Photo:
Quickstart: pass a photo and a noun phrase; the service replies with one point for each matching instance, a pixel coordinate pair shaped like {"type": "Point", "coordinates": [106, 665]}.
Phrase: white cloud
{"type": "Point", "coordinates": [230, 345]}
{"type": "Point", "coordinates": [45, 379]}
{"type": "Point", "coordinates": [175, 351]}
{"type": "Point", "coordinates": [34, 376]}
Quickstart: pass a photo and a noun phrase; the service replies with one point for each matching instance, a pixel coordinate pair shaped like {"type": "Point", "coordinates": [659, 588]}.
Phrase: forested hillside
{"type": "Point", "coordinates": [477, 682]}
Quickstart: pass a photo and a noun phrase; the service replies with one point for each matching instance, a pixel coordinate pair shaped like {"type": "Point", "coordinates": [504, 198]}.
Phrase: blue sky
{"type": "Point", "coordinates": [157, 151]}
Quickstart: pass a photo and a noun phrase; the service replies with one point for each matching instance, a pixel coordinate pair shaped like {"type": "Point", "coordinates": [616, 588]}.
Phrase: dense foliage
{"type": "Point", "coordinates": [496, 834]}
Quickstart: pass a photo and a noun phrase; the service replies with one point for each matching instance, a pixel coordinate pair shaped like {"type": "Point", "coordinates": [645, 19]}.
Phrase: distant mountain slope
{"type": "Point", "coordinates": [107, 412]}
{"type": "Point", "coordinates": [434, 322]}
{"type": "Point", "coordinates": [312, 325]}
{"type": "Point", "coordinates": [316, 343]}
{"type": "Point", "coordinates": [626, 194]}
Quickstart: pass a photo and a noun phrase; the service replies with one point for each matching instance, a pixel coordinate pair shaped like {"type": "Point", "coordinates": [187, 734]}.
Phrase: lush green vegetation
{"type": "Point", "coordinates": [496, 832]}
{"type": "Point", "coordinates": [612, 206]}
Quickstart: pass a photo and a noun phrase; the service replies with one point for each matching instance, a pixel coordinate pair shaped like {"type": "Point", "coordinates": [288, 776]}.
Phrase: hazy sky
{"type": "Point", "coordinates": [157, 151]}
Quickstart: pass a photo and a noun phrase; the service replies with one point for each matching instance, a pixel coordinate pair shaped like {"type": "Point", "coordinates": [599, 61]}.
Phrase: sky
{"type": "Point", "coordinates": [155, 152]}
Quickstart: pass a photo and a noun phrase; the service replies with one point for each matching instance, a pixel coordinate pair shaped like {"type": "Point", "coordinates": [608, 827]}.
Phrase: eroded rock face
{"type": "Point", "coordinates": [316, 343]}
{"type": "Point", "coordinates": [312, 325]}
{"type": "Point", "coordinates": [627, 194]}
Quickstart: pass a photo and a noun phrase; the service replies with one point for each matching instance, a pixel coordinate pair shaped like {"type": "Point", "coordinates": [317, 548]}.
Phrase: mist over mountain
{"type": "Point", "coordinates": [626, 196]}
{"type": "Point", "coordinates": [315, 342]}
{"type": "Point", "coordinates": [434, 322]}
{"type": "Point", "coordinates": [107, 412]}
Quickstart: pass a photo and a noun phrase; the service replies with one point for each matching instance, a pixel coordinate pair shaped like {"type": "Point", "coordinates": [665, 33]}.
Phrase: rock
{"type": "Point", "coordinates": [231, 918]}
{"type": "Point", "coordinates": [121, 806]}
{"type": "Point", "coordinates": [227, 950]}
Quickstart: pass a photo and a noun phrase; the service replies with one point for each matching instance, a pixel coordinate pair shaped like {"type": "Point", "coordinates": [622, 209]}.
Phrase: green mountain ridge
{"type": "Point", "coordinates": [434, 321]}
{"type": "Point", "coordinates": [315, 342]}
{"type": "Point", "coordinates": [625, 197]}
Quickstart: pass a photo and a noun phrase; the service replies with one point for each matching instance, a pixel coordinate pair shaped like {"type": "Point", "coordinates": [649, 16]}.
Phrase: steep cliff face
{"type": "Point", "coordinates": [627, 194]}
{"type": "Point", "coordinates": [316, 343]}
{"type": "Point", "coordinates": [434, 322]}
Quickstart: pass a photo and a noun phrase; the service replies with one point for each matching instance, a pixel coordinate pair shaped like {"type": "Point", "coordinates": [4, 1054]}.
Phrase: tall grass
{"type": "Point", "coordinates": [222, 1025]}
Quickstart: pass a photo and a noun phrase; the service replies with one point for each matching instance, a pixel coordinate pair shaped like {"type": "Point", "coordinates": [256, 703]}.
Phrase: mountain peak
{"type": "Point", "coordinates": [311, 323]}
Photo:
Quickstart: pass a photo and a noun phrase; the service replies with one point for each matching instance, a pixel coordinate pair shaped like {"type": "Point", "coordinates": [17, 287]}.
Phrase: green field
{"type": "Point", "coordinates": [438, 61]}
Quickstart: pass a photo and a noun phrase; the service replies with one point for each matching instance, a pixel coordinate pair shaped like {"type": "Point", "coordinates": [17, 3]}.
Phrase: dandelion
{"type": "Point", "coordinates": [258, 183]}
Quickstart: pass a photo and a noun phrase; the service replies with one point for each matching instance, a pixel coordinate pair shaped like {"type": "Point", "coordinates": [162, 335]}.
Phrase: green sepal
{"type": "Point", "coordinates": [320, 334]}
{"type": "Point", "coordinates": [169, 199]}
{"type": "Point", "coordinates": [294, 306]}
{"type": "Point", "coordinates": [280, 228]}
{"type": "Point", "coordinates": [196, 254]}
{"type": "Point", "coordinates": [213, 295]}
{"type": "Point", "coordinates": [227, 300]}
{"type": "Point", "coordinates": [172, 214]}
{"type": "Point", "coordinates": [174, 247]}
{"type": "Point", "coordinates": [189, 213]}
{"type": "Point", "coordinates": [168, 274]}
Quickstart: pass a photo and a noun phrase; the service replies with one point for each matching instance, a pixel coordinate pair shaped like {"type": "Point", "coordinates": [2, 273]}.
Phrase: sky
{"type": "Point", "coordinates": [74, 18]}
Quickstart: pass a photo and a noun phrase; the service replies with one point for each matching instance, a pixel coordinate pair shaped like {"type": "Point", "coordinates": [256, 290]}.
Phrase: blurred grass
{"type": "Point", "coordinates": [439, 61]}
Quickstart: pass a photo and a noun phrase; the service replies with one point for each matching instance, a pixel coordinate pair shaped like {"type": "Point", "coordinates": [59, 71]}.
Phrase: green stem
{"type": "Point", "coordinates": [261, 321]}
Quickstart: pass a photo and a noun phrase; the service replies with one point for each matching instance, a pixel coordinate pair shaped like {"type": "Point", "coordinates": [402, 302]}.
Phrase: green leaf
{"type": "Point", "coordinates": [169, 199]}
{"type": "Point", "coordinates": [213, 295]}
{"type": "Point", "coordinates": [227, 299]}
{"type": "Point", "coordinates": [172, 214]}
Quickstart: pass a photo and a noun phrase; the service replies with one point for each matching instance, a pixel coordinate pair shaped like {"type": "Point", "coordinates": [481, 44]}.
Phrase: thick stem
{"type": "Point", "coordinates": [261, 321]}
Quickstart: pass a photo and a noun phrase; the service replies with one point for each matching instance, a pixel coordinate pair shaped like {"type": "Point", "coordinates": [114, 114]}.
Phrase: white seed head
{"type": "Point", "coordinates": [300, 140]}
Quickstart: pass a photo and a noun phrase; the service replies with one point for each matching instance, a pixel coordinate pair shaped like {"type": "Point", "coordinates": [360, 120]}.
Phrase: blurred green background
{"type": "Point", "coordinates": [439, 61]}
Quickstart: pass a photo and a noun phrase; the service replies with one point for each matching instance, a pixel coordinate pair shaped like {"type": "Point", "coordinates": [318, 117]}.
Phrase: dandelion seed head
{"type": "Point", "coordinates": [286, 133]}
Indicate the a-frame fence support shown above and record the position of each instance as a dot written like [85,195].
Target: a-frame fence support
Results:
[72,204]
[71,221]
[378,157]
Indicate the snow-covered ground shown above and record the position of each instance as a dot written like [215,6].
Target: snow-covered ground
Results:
◆ ◆ ◆ ◆ ◆ ◆ ◆
Take the line that contains "Indicate the a-frame" and every line after it through the end of the listing above, and repeat them exactly.

> **Full response**
Indicate the a-frame fence support shown above and record the position of each instance as a dot written like [85,195].
Target: a-frame fence support
Results:
[72,204]
[71,221]
[378,157]
Indicate the snow-covered ground shown above and record the position of each instance as a dot written like [215,6].
Target: snow-covered ground
Results:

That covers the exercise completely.